Stated exercise:
Write each line out exactly, leaving none out.

Listed records:
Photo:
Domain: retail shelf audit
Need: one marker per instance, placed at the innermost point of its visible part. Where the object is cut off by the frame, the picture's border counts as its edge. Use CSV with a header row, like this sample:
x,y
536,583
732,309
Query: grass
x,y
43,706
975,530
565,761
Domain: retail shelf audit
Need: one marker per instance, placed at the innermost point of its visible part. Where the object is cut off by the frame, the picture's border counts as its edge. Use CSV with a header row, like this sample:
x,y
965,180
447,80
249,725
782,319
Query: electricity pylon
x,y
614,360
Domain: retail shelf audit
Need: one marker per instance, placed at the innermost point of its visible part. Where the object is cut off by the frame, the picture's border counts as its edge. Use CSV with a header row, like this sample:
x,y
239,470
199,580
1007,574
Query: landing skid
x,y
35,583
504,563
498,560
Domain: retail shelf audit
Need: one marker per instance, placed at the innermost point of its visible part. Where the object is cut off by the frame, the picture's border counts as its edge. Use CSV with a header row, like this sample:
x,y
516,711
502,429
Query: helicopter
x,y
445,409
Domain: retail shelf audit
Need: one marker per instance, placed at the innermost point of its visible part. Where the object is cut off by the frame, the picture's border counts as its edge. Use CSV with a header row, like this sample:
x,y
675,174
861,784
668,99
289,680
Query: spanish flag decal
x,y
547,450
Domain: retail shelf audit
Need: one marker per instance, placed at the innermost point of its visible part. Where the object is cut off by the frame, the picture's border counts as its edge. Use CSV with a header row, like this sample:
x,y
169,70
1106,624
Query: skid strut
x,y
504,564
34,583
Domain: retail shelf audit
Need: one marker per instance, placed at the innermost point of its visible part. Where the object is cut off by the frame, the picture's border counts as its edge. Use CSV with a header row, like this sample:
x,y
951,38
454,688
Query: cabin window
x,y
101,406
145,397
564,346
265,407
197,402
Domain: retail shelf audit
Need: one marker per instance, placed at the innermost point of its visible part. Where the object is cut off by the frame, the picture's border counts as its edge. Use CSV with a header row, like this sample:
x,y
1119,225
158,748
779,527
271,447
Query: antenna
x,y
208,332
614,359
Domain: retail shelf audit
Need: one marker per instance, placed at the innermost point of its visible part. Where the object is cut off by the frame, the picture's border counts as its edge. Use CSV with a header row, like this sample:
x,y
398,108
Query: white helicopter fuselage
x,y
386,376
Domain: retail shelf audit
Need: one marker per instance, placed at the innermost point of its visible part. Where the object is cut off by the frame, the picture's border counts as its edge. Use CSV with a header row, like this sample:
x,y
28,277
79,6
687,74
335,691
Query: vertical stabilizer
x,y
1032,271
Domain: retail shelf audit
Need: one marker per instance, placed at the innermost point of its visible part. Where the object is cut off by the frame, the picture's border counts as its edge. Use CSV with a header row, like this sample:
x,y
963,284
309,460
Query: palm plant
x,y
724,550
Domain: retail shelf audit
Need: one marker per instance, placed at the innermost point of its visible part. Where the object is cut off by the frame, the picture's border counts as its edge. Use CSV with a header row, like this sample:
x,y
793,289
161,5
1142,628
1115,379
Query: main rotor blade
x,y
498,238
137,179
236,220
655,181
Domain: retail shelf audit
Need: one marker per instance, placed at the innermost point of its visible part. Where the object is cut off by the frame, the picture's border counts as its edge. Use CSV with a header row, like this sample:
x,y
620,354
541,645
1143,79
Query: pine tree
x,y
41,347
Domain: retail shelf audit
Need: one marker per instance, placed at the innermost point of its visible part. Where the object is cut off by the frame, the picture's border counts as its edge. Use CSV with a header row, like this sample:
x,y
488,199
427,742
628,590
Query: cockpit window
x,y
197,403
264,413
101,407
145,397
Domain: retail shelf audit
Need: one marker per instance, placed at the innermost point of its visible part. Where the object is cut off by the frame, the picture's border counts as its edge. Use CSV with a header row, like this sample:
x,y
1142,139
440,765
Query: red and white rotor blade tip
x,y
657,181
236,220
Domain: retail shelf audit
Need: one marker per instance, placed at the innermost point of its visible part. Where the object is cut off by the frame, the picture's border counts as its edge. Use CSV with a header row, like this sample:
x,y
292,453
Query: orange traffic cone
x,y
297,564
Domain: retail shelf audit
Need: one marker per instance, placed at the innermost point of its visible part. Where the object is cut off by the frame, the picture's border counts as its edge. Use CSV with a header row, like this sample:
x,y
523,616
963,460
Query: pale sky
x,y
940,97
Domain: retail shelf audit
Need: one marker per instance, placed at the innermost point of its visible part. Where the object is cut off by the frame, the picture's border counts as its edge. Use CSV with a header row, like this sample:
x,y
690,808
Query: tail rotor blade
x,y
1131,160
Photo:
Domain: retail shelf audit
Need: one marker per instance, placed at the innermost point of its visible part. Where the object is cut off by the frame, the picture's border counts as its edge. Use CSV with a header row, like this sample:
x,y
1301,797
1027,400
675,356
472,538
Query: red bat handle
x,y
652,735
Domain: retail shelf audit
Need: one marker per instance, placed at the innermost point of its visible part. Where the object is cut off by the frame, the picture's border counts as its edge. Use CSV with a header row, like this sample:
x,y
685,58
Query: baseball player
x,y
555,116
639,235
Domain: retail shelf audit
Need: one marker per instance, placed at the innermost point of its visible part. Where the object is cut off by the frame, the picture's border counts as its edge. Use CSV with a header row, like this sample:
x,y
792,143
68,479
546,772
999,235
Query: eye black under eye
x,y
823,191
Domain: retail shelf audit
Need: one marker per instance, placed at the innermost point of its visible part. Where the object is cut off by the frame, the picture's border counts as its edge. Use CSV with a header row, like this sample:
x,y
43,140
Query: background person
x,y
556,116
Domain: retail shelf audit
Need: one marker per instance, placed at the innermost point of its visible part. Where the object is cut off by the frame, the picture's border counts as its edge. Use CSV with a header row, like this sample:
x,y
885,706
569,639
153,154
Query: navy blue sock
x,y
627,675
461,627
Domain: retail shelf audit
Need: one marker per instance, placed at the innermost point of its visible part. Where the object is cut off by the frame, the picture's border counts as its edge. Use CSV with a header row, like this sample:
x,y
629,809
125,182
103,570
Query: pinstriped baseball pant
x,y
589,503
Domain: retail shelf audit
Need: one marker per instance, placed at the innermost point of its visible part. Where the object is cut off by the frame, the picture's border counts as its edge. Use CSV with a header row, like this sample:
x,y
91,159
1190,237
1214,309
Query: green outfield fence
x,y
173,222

Response:
Photo:
Domain: retail shelf audit
Need: one marker per instance, placed at the innermost point of its visible part. Where the object is cut off by the frame, the picture's border counts as its edge. Use CSV with a header row, like this sample:
x,y
536,583
732,309
Query: grass
x,y
43,706
975,530
565,761
Domain: retail shelf audit
Need: one marker per instance, placed at the innermost point of its visible part. Where the object is cut off by the frame, the picture's border counts as its edge. Use CSV with a header row, like this sample:
x,y
965,180
447,80
249,725
782,319
Query: electricity pylon
x,y
614,360
Domain: retail shelf audit
Need: one marker per instance, placed at the innermost point of its visible part. Where the object is cut off by the frame, the picture's border counts as its edge. Use CSV with a header row, like this sample:
x,y
239,470
199,580
1007,574
Query: landing skid
x,y
35,583
504,563
498,560
Domain: retail shelf audit
Need: one marker per instance, placed at the innermost point of its visible part. Where the object is cut off by the frame, the picture's border counts as its edge. Use CSV with a header row, like this sample:
x,y
516,711
502,429
Query: helicopter
x,y
445,409
Domain: retail shelf audit
Need: one marker per instance, placed at the innermost point of its visible part. Where the object is cut off by the frame, the picture's border counts as its edge. Use CSV with a header row, like this sample:
x,y
675,174
861,784
668,99
289,680
Query: spanish flag decal
x,y
547,450
Domain: retail shelf audit
Need: one marker per instance, placed at the innermost point of its visible part. Where the object is cut off by the frame, the picture's border counts as its edge. Use CSV with a header row, like this sample:
x,y
169,70
1106,624
Query: skid strut
x,y
504,564
34,583
Domain: retail shelf audit
Need: one marker per instance, placed at the innermost point of its visible part. Where the object is cut off by the frame, the picture's border counts as its edge. Use CSV with a header row, like this sample:
x,y
951,38
454,688
Query: cabin window
x,y
101,406
145,397
564,346
265,407
197,402
Domain: retail shelf audit
Need: one marker per instance, placed at the innermost point of its visible part. Where the object is cut off by the frame, the picture's border counts as its edge. Use CSV with a header row, like this sample:
x,y
1119,225
158,748
779,527
271,447
Query: antenna
x,y
208,332
614,359
Domain: retail shelf audit
Need: one marker per instance, placed at the innermost point of its visible part. Where the object is cut off by the frame, the picture's border counts as its edge. Use CSV with a header row, like this sample:
x,y
398,108
Query: white helicopter fuselage
x,y
386,376
Domain: retail shelf audit
Need: one marker per instance, placed at the innermost point of its visible part. Where the object is cut off by the frame, the picture's border counts as its edge. Use CSV with a header row, like this sample:
x,y
28,277
79,6
687,74
335,691
Query: vertical stabilizer
x,y
1032,271
Domain: retail shelf audit
Need: one marker per instance, placed at the innermost point of its visible part. Where the object is cut off by the frame, the picture's border counts as its edge. Use CSV with a header row, like this sample:
x,y
963,284
309,460
Query: palm plant
x,y
724,550
Domain: retail shelf audit
Need: one marker per instance, placed at the innermost point of its visible part. Where the object is cut off by the frame, the picture's border counts as its edge. Use CSV with a header row, like this sample:
x,y
793,289
161,5
1142,628
1115,379
Query: main rotor blade
x,y
498,238
137,179
236,220
655,181
Domain: retail shelf audit
Need: one marker per instance, placed at the innermost point of its visible part. Where the object is cut off by the frame, the picture's border counts as its edge. Use CSV with a header row, like this sample:
x,y
620,354
541,645
1143,79
Query: pine tree
x,y
41,347
Domain: retail shelf audit
Need: one marker per instance, placed at the innermost point of its visible part. Where the object is cut off by the frame, the picture's border counts as its edge. Use CSV with a header row, like this sample:
x,y
488,199
427,742
628,590
Query: cockpit window
x,y
197,403
264,413
101,407
145,397
Domain: retail shelf audit
Need: one marker per instance, placed at the innermost point of its visible part. Where the object is cut off by the frame, the picture's border counts as its edge. Use CSV with a header row, like this sample:
x,y
1142,139
440,765
Query: red and white rotor blade tip
x,y
657,181
236,220
Domain: retail shelf audit
Need: one marker per instance, placed at the innermost point of its visible part. Where the object is cut off by the frame, the picture's border counts as its edge. Use CSV with a header row, like this sample:
x,y
292,453
Query: orange traffic cone
x,y
297,564
Domain: retail shelf audit
Need: one marker per instance, placed at the innermost point of its visible part. Where the object is cut off by the frame, the picture's border counts as its edge. Use CSV with a header row, like this sample:
x,y
523,616
963,460
Query: pale sky
x,y
940,97
Domain: retail shelf audit
Need: one marker per instance, placed at the innermost point of its visible part. Where the object is cut off by the frame, the picture's border counts as its edge. Use CSV with a header row, like this sample:
x,y
690,808
Query: tail rotor blade
x,y
1131,160
Photo:
Domain: retail shelf audit
Need: one marker per instance, placed at the innermost point of its visible part. Where the object is cut off by the frame, the picture's border counts as its edge. Use CSV with a header row, like this sample:
x,y
1301,797
1027,400
675,356
472,538
Query: red bat handle
x,y
652,735
Domain: retail shelf audit
Need: one marker per instance, placed at the innermost point of its visible part. Where the object is cut off by the frame, the picture's border counts as its edge. Use CSV with a header row, like this sample:
x,y
685,58
Query: baseball player
x,y
555,116
639,235
Domain: retail shelf audit
Need: one marker per instance, placed at the innermost point of its visible part. Where the object is cut off by the frame, the picture's border counts as its edge. Use CSV with a header row, like this sample:
x,y
792,143
68,479
546,772
999,235
Query: eye black under eye
x,y
823,191
Domain: retail shelf audit
Need: one marker per instance, placed at the innermost point of its visible part. Where the object is cut off by the frame, the picture's border counts as its edge. Use CSV with a header row, like this sample:
x,y
43,140
Query: background person
x,y
556,116
Domain: retail shelf audit
Need: one marker per instance, placed at the innermost point of its visible part. Where the object is cut off by the frame, the picture's border counts as its edge. Use CSV with a header row, like this sample:
x,y
885,706
569,639
153,154
Query: navy blue sock
x,y
627,675
461,627
Domain: retail shelf audit
Need: one marker per instance, placed at the innermost point of its visible part. Where the object is cut off by the frame, the picture's border counts as its edge. Use CSV with a header row, like this sample:
x,y
629,809
125,182
103,570
Query: pinstriped baseball pant
x,y
589,503
Domain: retail shelf audit
Need: one marker per instance, placed at the innermost point of its visible part. Where the object is cut off by the frame, the picture's border counts as its edge. Use CSV with a header row, like this sample:
x,y
91,159
1190,237
1214,309
Query: green outfield fence
x,y
173,222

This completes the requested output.